What you have to do :: Reproduce all of the material exactly as shown.

Source records ::
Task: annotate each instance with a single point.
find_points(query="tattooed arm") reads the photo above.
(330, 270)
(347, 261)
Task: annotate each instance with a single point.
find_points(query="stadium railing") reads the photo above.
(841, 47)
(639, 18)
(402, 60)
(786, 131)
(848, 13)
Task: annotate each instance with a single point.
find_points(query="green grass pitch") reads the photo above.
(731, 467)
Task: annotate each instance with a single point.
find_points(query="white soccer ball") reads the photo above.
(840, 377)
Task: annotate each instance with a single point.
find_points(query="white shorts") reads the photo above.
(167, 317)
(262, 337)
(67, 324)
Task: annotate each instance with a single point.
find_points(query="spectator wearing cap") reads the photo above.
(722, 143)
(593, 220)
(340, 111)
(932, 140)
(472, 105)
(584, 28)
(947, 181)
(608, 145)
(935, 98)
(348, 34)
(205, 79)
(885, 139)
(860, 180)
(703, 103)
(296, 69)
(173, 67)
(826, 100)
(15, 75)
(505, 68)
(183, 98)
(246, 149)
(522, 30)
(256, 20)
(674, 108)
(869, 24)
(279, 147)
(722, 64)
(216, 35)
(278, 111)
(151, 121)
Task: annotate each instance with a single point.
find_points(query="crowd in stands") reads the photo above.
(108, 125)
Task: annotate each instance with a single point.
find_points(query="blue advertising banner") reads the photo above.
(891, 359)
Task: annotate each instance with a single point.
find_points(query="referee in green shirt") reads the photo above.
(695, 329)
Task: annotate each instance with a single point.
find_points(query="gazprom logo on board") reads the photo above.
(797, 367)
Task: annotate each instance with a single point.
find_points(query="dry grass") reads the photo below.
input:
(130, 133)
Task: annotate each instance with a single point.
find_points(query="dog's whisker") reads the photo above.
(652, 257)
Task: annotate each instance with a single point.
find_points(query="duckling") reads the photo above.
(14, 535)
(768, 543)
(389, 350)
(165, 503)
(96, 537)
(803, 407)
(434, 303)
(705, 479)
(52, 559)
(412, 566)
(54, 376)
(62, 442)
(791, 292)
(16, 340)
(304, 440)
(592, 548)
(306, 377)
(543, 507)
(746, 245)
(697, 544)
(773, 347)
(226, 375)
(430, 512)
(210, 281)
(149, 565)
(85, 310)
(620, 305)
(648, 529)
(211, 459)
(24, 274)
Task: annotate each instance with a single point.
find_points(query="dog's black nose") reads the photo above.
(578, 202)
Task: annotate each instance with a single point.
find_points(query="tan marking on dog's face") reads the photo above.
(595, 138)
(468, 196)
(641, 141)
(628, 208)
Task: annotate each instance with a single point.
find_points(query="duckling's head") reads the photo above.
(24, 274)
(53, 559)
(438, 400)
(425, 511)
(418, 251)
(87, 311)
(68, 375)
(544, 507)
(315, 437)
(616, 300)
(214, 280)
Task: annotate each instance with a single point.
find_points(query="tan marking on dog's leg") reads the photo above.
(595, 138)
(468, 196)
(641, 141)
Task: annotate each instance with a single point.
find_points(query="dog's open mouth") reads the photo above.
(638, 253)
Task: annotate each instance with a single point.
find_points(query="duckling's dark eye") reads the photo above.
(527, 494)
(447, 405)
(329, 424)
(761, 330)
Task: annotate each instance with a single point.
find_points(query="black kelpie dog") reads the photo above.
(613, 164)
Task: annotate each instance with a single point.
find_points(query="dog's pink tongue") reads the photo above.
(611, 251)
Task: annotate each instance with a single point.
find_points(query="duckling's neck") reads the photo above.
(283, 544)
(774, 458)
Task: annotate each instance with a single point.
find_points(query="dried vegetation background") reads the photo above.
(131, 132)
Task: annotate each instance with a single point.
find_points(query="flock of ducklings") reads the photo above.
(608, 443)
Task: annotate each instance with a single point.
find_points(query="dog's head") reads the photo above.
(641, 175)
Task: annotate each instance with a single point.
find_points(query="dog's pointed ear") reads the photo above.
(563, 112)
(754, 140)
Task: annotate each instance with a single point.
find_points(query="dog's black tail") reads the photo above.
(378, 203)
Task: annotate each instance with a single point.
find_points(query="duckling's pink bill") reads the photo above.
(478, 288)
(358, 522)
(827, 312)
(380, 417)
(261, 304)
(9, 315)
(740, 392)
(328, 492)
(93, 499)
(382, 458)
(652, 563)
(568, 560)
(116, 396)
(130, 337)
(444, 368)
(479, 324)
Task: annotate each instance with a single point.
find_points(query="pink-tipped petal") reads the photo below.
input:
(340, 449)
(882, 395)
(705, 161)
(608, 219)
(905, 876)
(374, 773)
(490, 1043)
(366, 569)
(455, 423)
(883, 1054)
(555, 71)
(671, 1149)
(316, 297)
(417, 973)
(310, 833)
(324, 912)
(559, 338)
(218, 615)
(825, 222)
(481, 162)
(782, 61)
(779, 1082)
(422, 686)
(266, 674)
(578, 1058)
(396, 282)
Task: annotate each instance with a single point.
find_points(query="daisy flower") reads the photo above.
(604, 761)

Complete answer ::
Task: annotate each instance with a single point.
find_points(query="tattooed arm") reads the photo above.
(330, 270)
(347, 261)
Task: annotate each instance with a single point.
find_points(query="stadium railing") reads the photo above.
(841, 47)
(639, 18)
(402, 60)
(786, 131)
(848, 13)
Task: annotate each instance with a single point.
find_points(query="green grass pitch") reads the photo above.
(731, 467)
Task: annotate each instance with a single point.
find_points(query="white soccer ball") reads the photo above.
(840, 377)
Task: annotate each instance with a single point.
find_points(query="white shorts") reads the photo above.
(167, 317)
(262, 337)
(67, 324)
Task: annotate each instance with a single point.
find_points(query="spectator wearing cap") reads the photo above.
(722, 143)
(593, 220)
(340, 111)
(932, 140)
(472, 105)
(584, 28)
(947, 181)
(608, 145)
(935, 98)
(348, 34)
(205, 79)
(885, 139)
(860, 180)
(703, 103)
(296, 69)
(173, 67)
(826, 100)
(15, 75)
(505, 68)
(183, 98)
(246, 149)
(522, 30)
(256, 20)
(674, 108)
(869, 24)
(279, 147)
(722, 64)
(216, 35)
(278, 111)
(151, 121)
Task: annotate each instance with a single point.
find_points(query="crowd in stands") reads the photo above.
(108, 125)
Task: annotate each instance with a single point.
find_points(query="blue advertising banner") reads the photo above.
(891, 359)
Task: annotate each instance with a single point.
find_points(query="referee in green shirt") reads the photo above.
(695, 329)
Task: annotate each instance with a single point.
find_points(query="gazprom logo on board") reads the photo above.
(797, 367)
Task: annotate each instance with a single point.
find_points(query="dry grass") reads the photo below.
input:
(130, 133)
Task: annotate each instance with a single point.
find_points(query="dog's whisker") reads the photo above.
(652, 257)
Task: annotate each instance with a single point.
find_points(query="duckling") reads the photo above.
(14, 535)
(768, 543)
(389, 350)
(165, 503)
(96, 537)
(803, 407)
(434, 303)
(705, 479)
(52, 559)
(412, 566)
(54, 376)
(62, 442)
(791, 292)
(16, 340)
(304, 440)
(592, 548)
(306, 377)
(543, 507)
(746, 245)
(697, 544)
(773, 347)
(226, 375)
(430, 512)
(210, 281)
(149, 565)
(85, 310)
(620, 305)
(648, 529)
(211, 459)
(24, 274)
Task: annotate each instance with a single point.
find_points(query="dog's black nose") reads the photo above.
(578, 202)
Task: annotate each instance with a single point.
find_points(query="tan marking on dog's face") reads the photo above.
(595, 138)
(468, 196)
(641, 141)
(628, 208)
Task: annotate each instance with a single point.
find_points(query="duckling's head") reads the photo above.
(24, 274)
(53, 559)
(438, 400)
(425, 511)
(418, 251)
(87, 311)
(68, 375)
(544, 507)
(315, 437)
(616, 300)
(214, 280)
Task: annotate each instance with a single point.
find_points(query="tan marking on dog's leg") reads the photo above.
(595, 138)
(468, 196)
(641, 141)
Task: annotate each instance with a single point.
find_points(query="dog's open mouth") reads the photo above.
(638, 253)
Task: annotate each instance with a single point.
find_points(query="duckling's dark eye") reads the photo above.
(527, 494)
(447, 405)
(329, 424)
(761, 330)
Task: annotate each instance with a single point.
find_points(query="black kelpie dog") reads the photo above.
(613, 164)
Task: annotate each instance with a single point.
find_points(query="dog's pink tongue") reads the photo above.
(611, 251)
Task: annotate each instance with a single point.
find_points(query="duckling's neck") reads the photo above.
(283, 544)
(774, 458)
Task: annotate each instance with a single point.
find_points(query="dried vegetation background") reads the photo above.
(131, 132)
Task: annotate each instance with a single point.
find_points(query="flock of ducklings") reads the photo above.
(608, 443)
Task: annotate each instance with a single point.
find_points(query="dog's head") reads the photo above.
(641, 175)
Task: annotate each instance with a single point.
find_points(query="dog's pointed ear") reads the photo above.
(563, 112)
(754, 140)
Task: annotate each instance with a single point.
find_points(query="dog's black tail") reads the photo above.
(378, 203)
Task: annotate each instance with a single point.
find_points(query="duckling's pink bill") reads the photo above.
(478, 288)
(358, 522)
(827, 312)
(380, 417)
(261, 304)
(9, 315)
(740, 392)
(328, 492)
(93, 499)
(382, 458)
(652, 563)
(568, 560)
(116, 396)
(130, 337)
(444, 368)
(479, 324)
Task: annotate each instance with a single point.
find_points(query="pink-tipped petal") reads the photo below.
input:
(340, 449)
(882, 395)
(705, 161)
(608, 219)
(905, 876)
(374, 773)
(490, 1043)
(366, 569)
(455, 423)
(883, 1054)
(555, 71)
(671, 1149)
(316, 297)
(417, 973)
(310, 833)
(324, 912)
(559, 338)
(218, 615)
(825, 222)
(481, 162)
(782, 61)
(779, 1082)
(422, 686)
(266, 674)
(578, 1058)
(396, 282)
Task: annotate each instance with a single point.
find_points(query="daisy flower") reads the photo above.
(604, 761)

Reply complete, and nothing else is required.